> Exercise description
Reproduce, without alteration, everything in the data below from the line containing "point: rope coil" down to the final line.
"""
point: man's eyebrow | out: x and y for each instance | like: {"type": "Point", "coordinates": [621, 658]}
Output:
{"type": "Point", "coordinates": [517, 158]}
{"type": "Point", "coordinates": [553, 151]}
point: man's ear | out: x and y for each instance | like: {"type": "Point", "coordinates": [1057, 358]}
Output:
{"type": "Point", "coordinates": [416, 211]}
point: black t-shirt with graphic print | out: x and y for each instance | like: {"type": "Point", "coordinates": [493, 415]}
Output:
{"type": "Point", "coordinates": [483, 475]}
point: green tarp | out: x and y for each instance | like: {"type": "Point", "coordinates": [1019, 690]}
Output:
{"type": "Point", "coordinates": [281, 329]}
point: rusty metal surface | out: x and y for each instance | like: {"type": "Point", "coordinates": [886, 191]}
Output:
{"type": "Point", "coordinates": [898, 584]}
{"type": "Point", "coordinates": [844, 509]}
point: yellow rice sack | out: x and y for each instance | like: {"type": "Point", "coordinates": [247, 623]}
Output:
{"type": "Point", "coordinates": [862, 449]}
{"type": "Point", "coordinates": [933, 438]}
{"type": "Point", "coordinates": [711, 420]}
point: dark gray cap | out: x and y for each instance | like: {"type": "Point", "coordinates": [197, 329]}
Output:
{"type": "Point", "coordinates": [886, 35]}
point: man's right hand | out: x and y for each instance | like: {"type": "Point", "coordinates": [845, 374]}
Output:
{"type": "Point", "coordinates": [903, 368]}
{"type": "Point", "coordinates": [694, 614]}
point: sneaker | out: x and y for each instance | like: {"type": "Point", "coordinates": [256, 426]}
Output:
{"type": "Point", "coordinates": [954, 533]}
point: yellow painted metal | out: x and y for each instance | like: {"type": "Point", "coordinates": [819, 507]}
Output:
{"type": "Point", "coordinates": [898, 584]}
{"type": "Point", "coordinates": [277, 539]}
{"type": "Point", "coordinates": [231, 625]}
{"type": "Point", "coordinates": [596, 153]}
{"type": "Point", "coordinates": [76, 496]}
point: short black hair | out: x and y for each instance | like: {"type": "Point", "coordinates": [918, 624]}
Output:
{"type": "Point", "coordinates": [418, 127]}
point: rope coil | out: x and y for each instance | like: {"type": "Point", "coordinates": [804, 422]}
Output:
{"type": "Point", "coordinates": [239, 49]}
"""
> Full output
point: rope coil | out: x and y for each instance | like: {"type": "Point", "coordinates": [804, 422]}
Output:
{"type": "Point", "coordinates": [239, 49]}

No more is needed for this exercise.